■ Stated task 1 ■
From the James Kirkland article, list every opponent it says Kirkland defeated as a professional.
■ Stated task 2 ■
Copy verbatim the stretch of the James Kirkland article from "James Derick Kirkland is" through "National Golden Gloves.".

■ Selected text ■
--------------------

James Kirkland

Personal information
- Nickname: Mandingo Warrior
- Born: James Derick Kirkland Austin, Texas, U.S.
- Height: 5 ft 9 in (175 cm)
- Weight: Welterweight; Light middleweight; Middleweight;

Boxing career
- Reach: 70 in (178 cm)
- Stance: Southpaw

Boxing record
- Total fights: 37
- Wins: 34
- Win by KO: 30
- Losses: 3

= James Kirkland (boxer) =

American boxer

James Derick Kirkland is an American professional boxer who held the regional WBO–NABO junior middleweight title in 2008. He was one of boxing's most prominent junior middleweight prospects in the late 2000s and early 2010s, until an 18-month prison stint set his career back significantly. Nicknamed the "Mandingo Warrior", Kirkland is known for being a highly aggressive southpaw pressure fighter with formidable punching power, having scored 88% of his victories via knockout.

==Amateur career==
Kirkland has an amateur record of 134–12 and won the Silver Gloves championship four years in a row and lost on a controversial decision to James Patterson in the finals of the National Golden Gloves.

Instead of going to the Olympics, Kirkland turned professional to provide for his family.

==Professional career==
Kirkland turned professional in August 2001 in San Antonio, Texas. In his debut Kirkland defeated fellow debutant Maurice Chalmers with a third-round knockout. Kirkland has been trained by former women's champion Ann Wolfe since 2001. On November 22, 2008, Kirkland (24–0, 21 KOs) won an 8th round technical knockout versus Brian Vera (16–2, 10 KOs). Kirkland dropped Vera twice in Round 2. On March 7, 2009, Kirkland defeated Joel Julio on HBO's Boxing After Dark at the HP Pavilion in San Jose by TKO after Round 6.

=== Return to boxing ===
On March 5, 2011, Kirkland returned to the ring after an almost 2-year layoff to defeat Ahsandi Gibbs via first-round KO. Two weeks later he stopped Jhon Berrio by 2nd round TKO. Just 3 weeks after that, on April 9, 2011, Kirkland faced Nobuhiro Ishida of Japan, in what was supposed to be a stay-busy fight for Kirkland. However, in a stunning upset, the previously undefeated Kirkland was stopped in the first round by the Japanese fighter, who isn't known for being a big puncher having only 7 KO's in 29 fights, getting knocked down 3 times. After the loss, Kirkland split with trainer Kenny Adams and reunited with Ann Wolfe. Kirkland and Wolfe had broken up after Kirkland went to prison.

--------------------

■ Records ■

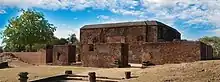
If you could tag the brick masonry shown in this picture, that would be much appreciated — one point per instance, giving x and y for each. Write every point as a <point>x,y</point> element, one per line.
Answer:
<point>104,55</point>
<point>128,32</point>
<point>64,54</point>
<point>175,52</point>
<point>147,41</point>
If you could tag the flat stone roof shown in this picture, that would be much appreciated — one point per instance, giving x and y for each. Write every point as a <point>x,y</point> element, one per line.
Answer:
<point>126,24</point>
<point>122,24</point>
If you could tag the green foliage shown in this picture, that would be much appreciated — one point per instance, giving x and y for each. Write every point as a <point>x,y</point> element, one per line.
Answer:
<point>214,42</point>
<point>29,28</point>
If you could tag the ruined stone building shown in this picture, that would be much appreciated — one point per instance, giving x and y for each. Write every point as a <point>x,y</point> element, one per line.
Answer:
<point>136,42</point>
<point>60,54</point>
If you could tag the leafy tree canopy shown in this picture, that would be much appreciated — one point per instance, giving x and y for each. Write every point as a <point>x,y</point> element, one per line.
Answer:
<point>28,29</point>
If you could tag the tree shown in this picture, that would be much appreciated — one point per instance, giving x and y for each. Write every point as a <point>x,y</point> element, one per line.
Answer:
<point>214,42</point>
<point>28,29</point>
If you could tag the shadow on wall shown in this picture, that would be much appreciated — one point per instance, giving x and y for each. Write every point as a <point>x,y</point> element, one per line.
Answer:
<point>34,58</point>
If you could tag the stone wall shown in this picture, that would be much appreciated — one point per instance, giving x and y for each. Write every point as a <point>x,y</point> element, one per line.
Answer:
<point>104,55</point>
<point>64,54</point>
<point>37,58</point>
<point>132,33</point>
<point>174,52</point>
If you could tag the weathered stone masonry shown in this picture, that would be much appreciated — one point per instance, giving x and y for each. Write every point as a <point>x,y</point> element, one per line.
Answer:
<point>147,41</point>
<point>61,54</point>
<point>129,32</point>
<point>104,55</point>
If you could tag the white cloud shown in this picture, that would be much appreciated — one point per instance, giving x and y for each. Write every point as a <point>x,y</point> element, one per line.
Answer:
<point>168,11</point>
<point>63,31</point>
<point>2,11</point>
<point>104,17</point>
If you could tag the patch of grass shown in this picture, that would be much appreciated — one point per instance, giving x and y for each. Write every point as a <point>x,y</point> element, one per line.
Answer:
<point>35,72</point>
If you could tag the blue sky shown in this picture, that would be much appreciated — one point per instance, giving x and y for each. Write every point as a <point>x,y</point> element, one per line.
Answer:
<point>193,18</point>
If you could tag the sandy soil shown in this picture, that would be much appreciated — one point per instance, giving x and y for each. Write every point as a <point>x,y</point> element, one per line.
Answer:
<point>202,71</point>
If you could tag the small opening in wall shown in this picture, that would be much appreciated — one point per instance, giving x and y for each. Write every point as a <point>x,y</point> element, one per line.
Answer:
<point>91,47</point>
<point>140,38</point>
<point>58,56</point>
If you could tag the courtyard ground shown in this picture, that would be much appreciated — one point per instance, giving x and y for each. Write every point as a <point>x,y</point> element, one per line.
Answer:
<point>202,71</point>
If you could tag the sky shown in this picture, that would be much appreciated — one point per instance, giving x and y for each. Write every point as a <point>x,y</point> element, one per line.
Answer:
<point>192,18</point>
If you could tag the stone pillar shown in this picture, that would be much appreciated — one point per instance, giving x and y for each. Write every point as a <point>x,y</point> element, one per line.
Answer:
<point>23,76</point>
<point>92,77</point>
<point>68,72</point>
<point>127,75</point>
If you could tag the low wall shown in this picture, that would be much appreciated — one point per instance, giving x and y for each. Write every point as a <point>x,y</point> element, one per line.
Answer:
<point>172,52</point>
<point>104,55</point>
<point>37,58</point>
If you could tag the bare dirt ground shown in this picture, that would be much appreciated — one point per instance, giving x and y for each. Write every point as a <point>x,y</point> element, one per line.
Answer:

--------------------

■ Written reply 1 ■
Maurice Chalmers
Brian Vera
Joel Julio
Ahsandi Gibbs
Jhon Berrio

■ Written reply 2 ■
James Derick Kirkland is an American professional boxer who held the regional WBO–NABO junior middleweight title in 2008. He was one of boxing's most prominent junior middleweight prospects in the late 2000s and early 2010s, until an 18-month prison stint set his career back significantly. Nicknamed the "Mandingo Warrior", Kirkland is known for being a highly aggressive southpaw pressure fighter with formidable punching power, having scored 88% of his victories via knockout.

==Amateur career==
Kirkland has an amateur record of 134–12 and won the Silver Gloves championship four years in a row and lost on a controversial decision to James Patterson in the finals of the National Golden Gloves.